*TRECHO FORNECIDO*
_ _ _ _ _

A cidade é uma promessa de vida melhor. Os homens juntam-se para viverem na cidade e ali permanecem a fim de “viver a boa vida”, disse Aristóteles[1], para quem a cidade, tal como toda a associação, é formada tendo por alvo algum bem. 

Por sua vez, Mumford[2] afirma que o impacto do exercício de experiências compartilhadas oportunizado pela vida nas cidades, recompôs a vida aldeã dos camponeses num padrão mais complexo e instável.

Esse padrão foi resultado da   contribuição de diferentes tipos que passaram a viver nas cidades, como o mineiro, o lenhador, o pescador, o mercador, o soldado, o sacerdote, o engenheiro, etc. Cada qual “levando consigo os instrumentos, as habilidades e os hábitos de vida formados sob diferentes circunstâncias.

Para ele, foi essa complexidade das cidades resultou “numa enorme expansão das capacidades humanas em todas as direções”, ao mobilizar o potencial humano e produzir uma “explosão de inventividade”.

_ _ _ _ _

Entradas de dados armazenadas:
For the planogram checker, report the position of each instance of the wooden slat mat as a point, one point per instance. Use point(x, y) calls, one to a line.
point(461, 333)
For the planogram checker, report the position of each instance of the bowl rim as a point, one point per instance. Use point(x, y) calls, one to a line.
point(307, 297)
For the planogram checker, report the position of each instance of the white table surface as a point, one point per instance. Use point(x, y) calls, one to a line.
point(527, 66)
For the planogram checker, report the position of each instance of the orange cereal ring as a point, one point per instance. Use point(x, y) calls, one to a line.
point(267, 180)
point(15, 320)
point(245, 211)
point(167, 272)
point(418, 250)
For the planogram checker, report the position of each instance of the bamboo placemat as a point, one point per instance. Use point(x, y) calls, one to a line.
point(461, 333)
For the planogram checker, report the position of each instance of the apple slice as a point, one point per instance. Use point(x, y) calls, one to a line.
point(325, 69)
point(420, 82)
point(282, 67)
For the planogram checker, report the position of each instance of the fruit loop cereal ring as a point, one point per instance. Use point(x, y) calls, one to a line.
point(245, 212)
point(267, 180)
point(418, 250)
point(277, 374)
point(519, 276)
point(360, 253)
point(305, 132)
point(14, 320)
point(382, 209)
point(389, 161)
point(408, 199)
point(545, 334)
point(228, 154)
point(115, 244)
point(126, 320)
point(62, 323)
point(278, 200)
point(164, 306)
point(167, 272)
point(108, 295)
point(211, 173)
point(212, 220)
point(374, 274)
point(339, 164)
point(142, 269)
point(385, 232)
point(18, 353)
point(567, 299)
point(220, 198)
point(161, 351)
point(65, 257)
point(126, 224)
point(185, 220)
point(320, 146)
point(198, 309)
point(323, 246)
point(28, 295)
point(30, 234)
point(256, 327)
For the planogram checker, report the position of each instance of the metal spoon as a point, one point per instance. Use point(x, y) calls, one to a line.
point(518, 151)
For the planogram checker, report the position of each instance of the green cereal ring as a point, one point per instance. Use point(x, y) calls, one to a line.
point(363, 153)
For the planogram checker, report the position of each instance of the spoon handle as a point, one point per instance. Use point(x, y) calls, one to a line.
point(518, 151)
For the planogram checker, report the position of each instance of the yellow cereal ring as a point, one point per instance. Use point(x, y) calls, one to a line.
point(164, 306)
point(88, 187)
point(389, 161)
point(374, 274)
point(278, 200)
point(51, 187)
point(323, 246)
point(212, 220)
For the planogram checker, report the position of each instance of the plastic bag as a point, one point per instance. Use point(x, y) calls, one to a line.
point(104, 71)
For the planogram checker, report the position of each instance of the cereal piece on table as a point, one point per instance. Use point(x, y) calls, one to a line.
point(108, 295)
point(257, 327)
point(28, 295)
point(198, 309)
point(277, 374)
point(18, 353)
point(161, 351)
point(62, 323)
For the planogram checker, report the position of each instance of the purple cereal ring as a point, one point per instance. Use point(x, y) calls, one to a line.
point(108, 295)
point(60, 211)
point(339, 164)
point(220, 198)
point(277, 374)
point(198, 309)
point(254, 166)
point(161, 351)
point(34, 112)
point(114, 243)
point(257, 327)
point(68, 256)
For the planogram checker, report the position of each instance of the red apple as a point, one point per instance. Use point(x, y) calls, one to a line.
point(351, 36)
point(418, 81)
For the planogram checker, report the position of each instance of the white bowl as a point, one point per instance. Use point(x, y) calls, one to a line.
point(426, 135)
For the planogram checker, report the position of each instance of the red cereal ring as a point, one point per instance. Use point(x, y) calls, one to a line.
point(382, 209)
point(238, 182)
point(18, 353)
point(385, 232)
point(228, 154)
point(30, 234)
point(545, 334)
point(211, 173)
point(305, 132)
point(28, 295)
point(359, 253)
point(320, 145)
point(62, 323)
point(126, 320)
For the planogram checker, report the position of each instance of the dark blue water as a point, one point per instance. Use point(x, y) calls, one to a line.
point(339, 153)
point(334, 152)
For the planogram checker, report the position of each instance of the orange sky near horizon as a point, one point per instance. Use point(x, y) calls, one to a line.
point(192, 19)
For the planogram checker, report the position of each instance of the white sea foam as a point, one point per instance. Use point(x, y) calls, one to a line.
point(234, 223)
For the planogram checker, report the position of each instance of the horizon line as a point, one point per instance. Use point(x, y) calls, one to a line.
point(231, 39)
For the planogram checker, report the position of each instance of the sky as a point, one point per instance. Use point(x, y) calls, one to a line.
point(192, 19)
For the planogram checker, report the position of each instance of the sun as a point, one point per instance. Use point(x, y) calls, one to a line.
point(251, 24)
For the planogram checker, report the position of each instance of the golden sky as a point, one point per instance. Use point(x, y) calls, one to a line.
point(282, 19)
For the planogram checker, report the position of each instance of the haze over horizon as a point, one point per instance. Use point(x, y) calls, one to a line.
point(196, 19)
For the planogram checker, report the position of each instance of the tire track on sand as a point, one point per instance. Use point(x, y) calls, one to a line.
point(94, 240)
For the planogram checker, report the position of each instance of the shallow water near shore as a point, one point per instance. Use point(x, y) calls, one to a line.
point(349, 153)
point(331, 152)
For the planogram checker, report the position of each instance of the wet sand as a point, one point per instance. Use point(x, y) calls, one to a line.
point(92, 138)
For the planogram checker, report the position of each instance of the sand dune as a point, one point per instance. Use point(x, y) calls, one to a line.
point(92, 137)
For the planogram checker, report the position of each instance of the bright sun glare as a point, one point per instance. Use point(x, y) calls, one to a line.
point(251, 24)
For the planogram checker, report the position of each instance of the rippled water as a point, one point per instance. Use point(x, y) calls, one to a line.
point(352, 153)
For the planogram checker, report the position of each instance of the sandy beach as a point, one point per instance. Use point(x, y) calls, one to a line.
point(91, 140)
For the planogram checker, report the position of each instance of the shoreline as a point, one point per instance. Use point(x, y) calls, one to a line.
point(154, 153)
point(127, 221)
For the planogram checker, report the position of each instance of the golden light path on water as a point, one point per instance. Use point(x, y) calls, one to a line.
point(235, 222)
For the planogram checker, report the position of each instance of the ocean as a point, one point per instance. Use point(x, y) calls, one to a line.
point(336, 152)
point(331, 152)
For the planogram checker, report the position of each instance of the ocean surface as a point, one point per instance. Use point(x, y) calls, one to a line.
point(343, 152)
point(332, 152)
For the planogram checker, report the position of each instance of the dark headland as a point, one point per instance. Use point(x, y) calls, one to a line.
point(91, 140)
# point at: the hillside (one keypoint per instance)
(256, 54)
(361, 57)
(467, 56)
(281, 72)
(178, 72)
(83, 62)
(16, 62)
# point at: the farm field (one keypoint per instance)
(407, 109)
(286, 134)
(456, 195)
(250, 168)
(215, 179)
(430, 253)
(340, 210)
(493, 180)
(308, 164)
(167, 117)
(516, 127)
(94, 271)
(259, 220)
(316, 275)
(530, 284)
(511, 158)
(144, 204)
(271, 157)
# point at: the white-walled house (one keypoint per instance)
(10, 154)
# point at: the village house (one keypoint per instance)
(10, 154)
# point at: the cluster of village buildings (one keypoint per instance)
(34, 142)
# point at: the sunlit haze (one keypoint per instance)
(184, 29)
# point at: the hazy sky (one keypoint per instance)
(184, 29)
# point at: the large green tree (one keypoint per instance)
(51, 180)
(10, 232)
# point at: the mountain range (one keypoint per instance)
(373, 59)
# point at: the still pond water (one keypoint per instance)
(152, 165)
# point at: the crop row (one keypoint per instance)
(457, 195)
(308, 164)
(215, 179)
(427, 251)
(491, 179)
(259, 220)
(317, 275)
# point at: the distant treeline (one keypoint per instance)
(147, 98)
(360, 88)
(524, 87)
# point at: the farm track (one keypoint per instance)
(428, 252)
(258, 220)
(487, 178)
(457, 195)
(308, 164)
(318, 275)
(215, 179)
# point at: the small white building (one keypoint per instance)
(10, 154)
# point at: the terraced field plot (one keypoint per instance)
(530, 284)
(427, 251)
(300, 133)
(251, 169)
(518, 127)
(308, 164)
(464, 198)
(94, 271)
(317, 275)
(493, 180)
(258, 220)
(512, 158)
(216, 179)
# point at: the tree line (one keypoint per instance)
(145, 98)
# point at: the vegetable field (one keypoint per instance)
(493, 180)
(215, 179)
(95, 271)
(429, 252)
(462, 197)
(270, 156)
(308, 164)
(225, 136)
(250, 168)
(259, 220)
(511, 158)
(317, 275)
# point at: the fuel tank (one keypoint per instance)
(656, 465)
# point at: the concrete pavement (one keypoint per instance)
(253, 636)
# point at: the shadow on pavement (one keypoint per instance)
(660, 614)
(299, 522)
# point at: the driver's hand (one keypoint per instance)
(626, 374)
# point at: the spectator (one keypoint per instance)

_ _ _ _ _

*O QUE FAZER*
Segundo Aristóteles, conforme citado no trecho sobre a vida nas cidades, com que finalidade os homens permanecem na cidade?

*RESULTADO*
Os homens permanecem na cidade a fim de “viver a boa vida”.